### Aim
Continue the court excerpt on the appellant's argument for hearing the preliminary issue first, starting after its final sentence.

### Selected excerpt
%%
The Appellant : The argument:
2, In order to support his contention, Mr. Bhanja Chowdhury points out that the learned Tribunal has followed the decision in D.P. Maheshwari
Vs. Delhi Administration and Others, , but he submits that the decision in D.P. Maheshwari (supra) has overlooked the decision in The
Management of Express Newspapers Ltd. Vs. Workers and Staff Employed under it and Others, . He also points out that the decision in Hussan
Mithu Mhasvadkar Vs. Bombay Iron and Steel Labour Board and Another, also supports his contention, which has again directed hearing of the
preliminary issue at the outset. He also refers to Rule 20H of the West Bengal Industrial Disputes Rules, 1958, which in the proviso prescribes
hearing of a preliminary point at the outset according to the discretion of the learned Tribunal.
3. Referring to the order that has been passed by the learned Tribunal, Mr. Bhanja Chowdhury points out that the learned Tribunal did not apply
its mind to the present position and has not considered the decisions and the law applicable on the question. Learned Tribunal cannot act
mechanically. The decision given in D.P. Maheshwari (supra) has not laid down any ratio decidendi inasmuch as it was only a sermon that was
preached at the beginning of the judgment, which has no binding effect and the decision in D.P. Maheshwari (supra) having been passed,
overlooking the decision in Express Newspapers (supra), the decision is per incuriam. In any event, Rule 20H having been enacted through
legislation, it has a force of law. The decision in D.P. Maheshwari (supra) having overlooked the effect of the statutory provision and being
contrary thereto is per incuriam.
%%
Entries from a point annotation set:
%%
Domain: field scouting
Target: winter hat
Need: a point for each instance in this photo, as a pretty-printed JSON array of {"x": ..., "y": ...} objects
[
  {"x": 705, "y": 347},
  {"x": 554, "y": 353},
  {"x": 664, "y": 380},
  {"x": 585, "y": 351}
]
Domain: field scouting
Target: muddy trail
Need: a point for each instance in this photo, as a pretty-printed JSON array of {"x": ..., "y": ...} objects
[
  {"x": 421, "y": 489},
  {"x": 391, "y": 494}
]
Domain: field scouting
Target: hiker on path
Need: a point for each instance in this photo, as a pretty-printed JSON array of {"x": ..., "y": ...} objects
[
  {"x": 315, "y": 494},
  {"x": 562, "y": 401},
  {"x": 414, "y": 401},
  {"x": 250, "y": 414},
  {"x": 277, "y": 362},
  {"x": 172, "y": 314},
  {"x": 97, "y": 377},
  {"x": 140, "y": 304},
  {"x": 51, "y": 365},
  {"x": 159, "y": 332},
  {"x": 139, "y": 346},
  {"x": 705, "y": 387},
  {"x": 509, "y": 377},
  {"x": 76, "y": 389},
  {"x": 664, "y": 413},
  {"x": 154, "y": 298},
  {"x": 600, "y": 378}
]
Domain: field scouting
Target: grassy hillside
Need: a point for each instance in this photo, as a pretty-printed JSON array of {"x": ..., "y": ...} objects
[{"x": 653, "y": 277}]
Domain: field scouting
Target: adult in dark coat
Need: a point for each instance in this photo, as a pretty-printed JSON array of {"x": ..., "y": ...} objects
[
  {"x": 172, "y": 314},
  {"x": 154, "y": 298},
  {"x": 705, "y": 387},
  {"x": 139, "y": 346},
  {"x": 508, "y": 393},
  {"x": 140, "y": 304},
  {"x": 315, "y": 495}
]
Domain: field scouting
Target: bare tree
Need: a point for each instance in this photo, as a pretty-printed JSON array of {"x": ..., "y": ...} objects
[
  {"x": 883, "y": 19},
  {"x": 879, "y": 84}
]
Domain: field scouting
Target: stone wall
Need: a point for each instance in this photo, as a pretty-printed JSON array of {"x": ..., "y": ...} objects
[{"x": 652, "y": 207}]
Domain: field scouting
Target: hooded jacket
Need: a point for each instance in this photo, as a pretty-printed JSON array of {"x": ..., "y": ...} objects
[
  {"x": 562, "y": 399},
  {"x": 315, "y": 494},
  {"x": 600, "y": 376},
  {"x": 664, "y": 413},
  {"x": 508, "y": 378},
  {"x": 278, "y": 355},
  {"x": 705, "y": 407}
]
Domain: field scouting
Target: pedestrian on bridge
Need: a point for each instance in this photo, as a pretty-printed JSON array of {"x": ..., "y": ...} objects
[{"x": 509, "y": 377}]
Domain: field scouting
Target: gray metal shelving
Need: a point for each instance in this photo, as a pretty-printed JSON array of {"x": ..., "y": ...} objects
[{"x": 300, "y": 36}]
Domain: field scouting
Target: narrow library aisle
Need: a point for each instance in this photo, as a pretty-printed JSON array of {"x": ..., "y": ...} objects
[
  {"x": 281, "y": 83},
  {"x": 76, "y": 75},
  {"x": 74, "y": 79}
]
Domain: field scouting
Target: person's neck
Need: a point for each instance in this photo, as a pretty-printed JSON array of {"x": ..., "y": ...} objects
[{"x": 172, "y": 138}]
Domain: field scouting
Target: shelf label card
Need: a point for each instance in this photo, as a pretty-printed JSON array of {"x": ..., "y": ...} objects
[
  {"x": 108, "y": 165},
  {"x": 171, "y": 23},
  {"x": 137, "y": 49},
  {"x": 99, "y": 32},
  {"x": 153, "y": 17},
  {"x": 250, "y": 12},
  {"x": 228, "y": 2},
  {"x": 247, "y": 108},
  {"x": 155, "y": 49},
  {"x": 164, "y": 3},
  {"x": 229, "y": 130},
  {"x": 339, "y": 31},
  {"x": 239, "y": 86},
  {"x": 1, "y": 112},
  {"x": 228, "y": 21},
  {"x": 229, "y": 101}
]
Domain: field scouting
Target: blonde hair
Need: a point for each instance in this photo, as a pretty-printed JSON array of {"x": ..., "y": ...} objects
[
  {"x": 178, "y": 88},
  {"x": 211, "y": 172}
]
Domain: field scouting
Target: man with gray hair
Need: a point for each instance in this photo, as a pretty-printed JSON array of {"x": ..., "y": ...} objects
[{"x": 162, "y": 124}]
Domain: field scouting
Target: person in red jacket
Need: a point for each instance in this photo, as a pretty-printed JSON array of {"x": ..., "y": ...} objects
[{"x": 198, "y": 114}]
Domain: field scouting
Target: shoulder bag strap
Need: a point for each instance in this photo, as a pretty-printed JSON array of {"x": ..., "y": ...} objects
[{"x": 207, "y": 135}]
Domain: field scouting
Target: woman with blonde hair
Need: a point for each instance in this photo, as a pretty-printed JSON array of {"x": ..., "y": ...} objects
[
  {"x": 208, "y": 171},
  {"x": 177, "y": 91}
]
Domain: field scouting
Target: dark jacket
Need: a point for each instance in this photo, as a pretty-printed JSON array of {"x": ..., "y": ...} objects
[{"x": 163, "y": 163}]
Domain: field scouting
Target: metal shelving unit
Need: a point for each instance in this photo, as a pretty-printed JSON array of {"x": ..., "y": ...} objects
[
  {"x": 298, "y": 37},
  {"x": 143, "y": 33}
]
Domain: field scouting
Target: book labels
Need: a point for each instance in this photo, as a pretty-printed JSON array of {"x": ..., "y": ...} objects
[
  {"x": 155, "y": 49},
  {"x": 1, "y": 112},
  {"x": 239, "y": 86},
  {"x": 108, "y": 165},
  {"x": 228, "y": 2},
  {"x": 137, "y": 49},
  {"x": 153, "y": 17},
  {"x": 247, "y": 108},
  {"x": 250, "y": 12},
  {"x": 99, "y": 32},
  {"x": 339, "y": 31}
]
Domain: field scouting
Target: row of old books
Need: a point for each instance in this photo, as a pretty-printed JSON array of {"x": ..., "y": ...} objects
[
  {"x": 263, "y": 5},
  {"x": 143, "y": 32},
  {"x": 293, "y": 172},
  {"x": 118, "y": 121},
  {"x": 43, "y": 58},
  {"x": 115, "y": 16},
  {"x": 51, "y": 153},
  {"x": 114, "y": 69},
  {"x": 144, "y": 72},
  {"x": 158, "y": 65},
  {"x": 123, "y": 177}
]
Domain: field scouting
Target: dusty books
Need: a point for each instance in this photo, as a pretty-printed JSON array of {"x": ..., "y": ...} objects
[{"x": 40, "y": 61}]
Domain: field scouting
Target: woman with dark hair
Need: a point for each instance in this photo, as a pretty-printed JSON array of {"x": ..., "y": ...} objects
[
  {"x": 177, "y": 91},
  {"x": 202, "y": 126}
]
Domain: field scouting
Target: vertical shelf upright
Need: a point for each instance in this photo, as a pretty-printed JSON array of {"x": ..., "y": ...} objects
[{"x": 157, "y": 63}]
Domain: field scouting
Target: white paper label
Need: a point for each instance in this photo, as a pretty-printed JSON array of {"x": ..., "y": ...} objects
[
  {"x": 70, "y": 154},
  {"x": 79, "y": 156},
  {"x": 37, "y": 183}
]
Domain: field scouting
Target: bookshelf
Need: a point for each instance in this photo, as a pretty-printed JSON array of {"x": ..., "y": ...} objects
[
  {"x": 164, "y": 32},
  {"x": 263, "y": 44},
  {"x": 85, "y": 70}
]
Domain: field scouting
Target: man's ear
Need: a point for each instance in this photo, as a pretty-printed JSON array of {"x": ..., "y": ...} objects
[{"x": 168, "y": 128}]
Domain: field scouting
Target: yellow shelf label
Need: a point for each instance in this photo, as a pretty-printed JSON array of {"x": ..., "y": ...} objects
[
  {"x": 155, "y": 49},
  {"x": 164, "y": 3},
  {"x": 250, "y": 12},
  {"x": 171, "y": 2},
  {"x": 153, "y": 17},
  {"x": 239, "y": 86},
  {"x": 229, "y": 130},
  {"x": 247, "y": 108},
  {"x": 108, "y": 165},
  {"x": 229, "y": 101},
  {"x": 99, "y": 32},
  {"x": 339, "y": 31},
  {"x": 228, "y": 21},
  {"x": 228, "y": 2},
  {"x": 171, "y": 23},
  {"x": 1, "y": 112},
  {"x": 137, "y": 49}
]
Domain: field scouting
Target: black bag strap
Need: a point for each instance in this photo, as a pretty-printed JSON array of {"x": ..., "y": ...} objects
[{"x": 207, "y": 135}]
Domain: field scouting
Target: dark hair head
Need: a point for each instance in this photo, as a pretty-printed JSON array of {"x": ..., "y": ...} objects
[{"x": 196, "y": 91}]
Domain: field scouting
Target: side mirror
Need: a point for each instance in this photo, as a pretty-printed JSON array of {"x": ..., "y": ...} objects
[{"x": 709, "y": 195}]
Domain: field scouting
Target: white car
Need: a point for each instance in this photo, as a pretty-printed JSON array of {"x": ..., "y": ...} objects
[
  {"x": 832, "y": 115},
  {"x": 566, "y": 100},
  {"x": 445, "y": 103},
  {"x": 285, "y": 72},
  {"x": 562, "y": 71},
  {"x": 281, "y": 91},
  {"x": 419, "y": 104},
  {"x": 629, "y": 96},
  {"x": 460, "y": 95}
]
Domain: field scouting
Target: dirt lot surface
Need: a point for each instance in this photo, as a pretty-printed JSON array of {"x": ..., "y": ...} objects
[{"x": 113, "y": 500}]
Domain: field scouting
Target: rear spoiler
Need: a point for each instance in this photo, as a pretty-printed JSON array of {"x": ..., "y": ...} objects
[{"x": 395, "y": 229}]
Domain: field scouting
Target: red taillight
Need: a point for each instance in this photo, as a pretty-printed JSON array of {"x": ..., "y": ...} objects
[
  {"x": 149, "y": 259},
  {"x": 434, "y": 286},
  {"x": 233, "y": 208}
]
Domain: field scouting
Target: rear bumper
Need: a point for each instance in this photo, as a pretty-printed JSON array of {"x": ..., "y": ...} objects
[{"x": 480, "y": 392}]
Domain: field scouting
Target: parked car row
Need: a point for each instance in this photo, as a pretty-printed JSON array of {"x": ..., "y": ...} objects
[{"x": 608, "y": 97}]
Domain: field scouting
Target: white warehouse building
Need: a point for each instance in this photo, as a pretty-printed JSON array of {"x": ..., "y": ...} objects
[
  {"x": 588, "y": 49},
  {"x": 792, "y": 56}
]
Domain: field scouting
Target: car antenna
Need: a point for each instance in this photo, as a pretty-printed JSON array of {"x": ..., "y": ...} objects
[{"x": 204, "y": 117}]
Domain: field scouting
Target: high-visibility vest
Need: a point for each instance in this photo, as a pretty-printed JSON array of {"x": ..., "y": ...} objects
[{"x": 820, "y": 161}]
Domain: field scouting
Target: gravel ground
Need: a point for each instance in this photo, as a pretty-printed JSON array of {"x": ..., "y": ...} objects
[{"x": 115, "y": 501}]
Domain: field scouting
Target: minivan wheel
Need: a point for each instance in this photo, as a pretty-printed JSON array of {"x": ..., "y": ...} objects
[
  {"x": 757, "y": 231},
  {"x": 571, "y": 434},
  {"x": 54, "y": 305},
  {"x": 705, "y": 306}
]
%%
### Result below
4. He relies on the decisions in C. Mackertich Vs. Steuart and Co., Ltd, and Hooghly Dock & Port Engineers Ltd. v. Tlrird Industrial Tribunal
1992 2 CHN 161 in order to distinguish the decision in D.P. Maheshwari (supra), as was done in the said decisions. He has also relied on the
decision of Dalbir v. Singh v. State of Punjab AIR 1979 SC 1384 : 1979 (3) SCC 99; Union of India (UOI) and Others Vs. Dhanwanti Devi and
Others, ; The Divisional Controller, KSRTC Vs. Mahadeva Shetty and Another, ; Director of Settlements, Andhra Pradesh and Others Vs. M.R.
Apparao and Another, ; Municipal Committee, Amritsar Vs. Hazara Singh, and Zee Tele Films Ltd. v. Union of India 2005 AIR SCW 2985 in
support of his contention in relation to the question of ratio decidendi precedents and obiter dicta respectively.
The Respondent: The Submission:
5. Learned counsel for the Respondent, on the other hand, points out that Rule 20H in proviso, leaves a discretion and not a mandate. He also
refers to a decision in Texmaco Ltd. v. State of West Bengal and Ors. 2002 IV LLJ 1229 : 2001 (3) CHN 153, by one of us. (Hon''ble D.K.
SETH, J. sitting singly) dealing with similar question and also in a decision in Management ofRangaswami & Co. v. D.V. Jagadish 1992 I LLJ 133.
He points out that the decision in D.P. Maheshwari (supra) having been taken at a later point of time having regard to the development in the legal
field and the procedural arena, the said judgment being more rational and reasonable is to be followed even if it is assumed that it is in conflict with
the decision in Express Newspapers (supra). According to him, the decision in D.P. Maheshwari (supra) did not lay down any absolute
proposition. It has left the discretion in appropriate cases and similarly Express Newspapers (supra) also did not lay down any absolute
proposition and has also excepted the discretion.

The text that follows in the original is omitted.